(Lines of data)
------------------------------------------------

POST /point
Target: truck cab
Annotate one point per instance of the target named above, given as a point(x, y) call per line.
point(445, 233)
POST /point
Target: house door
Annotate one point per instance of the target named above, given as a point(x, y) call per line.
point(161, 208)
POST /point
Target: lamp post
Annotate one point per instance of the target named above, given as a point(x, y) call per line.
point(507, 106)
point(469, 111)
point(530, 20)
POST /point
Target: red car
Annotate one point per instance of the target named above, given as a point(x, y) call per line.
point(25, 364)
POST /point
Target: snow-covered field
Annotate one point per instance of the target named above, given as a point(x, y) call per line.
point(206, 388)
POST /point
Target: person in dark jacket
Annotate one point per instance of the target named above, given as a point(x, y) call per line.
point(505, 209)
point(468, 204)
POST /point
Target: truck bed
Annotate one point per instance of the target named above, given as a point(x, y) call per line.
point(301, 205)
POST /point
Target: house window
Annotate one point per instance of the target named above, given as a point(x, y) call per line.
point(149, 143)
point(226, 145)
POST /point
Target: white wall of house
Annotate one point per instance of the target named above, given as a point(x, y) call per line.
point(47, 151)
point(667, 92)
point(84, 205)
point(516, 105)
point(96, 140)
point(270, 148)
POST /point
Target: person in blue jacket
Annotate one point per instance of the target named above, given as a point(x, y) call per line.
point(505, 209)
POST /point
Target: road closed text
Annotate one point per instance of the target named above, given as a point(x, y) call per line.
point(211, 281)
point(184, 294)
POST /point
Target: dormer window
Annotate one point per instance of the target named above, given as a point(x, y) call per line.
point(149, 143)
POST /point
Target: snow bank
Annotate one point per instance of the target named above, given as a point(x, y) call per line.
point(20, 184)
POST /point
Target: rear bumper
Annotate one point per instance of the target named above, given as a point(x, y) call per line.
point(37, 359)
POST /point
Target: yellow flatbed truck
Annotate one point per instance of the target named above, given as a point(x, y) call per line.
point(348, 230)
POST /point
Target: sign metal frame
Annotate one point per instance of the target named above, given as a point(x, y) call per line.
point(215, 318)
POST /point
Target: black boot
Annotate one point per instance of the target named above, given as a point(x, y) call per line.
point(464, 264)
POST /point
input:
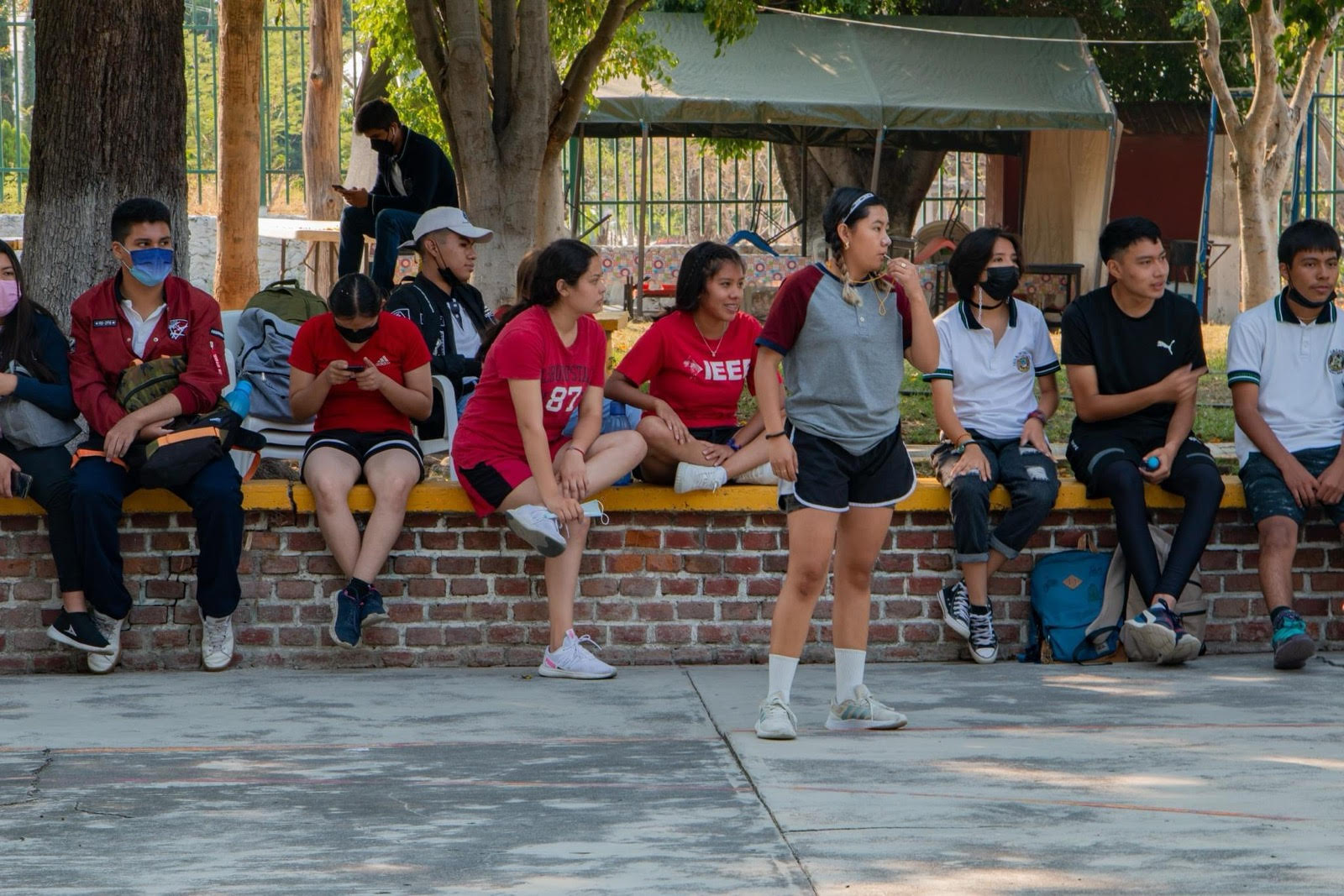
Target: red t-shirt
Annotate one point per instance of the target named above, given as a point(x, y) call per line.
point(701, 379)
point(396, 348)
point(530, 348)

------------------------------------------------

_What you will do:_ The entries above should be reproduced exactly, without their pictures.

_Expected output:_
POST /point
Target: truck cab
Annotate one point per instance of the target named above, given as a point(x, y) call per line.
point(445, 233)
POST /point
Target: house door
Annotate one point per instance of the target named above, given as a point(x, y) call per line.
point(161, 208)
POST /point
Target: lamp post
Annotate one point per instance of the target named above, given as a point(x, y) call per line.
point(507, 106)
point(469, 111)
point(530, 20)
POST /point
Target: red car
Annotate one point per instance of the target named above, given as a point(x, y) call per line.
point(25, 364)
POST /point
Target: snow-covered field
Annotate one point per instance of the target named above, given as a point(x, y) call per line.
point(206, 388)
POST /point
Target: person in dark jacket
Annotate one point per instance of the target named above, given as a point(x, y) call per line.
point(505, 209)
point(468, 204)
POST /point
Target: truck bed
Annotate one point per instance of the target named above, given as a point(x, y) call per line.
point(301, 205)
POST /point
Target: house window
Annotate one point per instance of the target named above, given as a point(x, y) call per line.
point(149, 143)
point(226, 145)
POST /point
Target: white wall of house
Annotate one point per instance of the target named above, given as a point(x, y) call per line.
point(47, 151)
point(667, 92)
point(84, 205)
point(516, 105)
point(96, 140)
point(270, 148)
POST /point
Target: person in blue jacket
Annotate one point per instance of the target named above, given as a point(x, y) call per line.
point(505, 209)
POST /point
Target: road closed text
Annotate one point per instance of the target named above, given as a point(x, y) call per line.
point(211, 281)
point(184, 294)
POST /point
Target: dormer window
Annotate one point per instance of the target named above, given as a point(x, y) call per line.
point(149, 143)
POST /point
Target: snow bank
Annotate one point per instance of the target named above, given as a point(x, y) call per line.
point(20, 184)
POST /point
Target: rear bumper
Annotate one point per instance of the target named above, given as a point(x, y) call per line.
point(37, 359)
POST /point
Target: yellow flatbed truck
Annotate one point per instance of the target named above, given as a point(x, y) call per line.
point(348, 230)
POST /point
Target: sign metal frame
Annotate one point per instance of the target named above, given as a point(x, y) call per line.
point(215, 318)
POST /point
Target: black boot
Annotate one point per instance of the target named above, given as a point(x, y) call per line.
point(464, 264)
POST /point
input:
Target: red t-shirt
Annotate one point per instance of the target named above, given as a point(x, y) call per line.
point(701, 379)
point(396, 348)
point(530, 348)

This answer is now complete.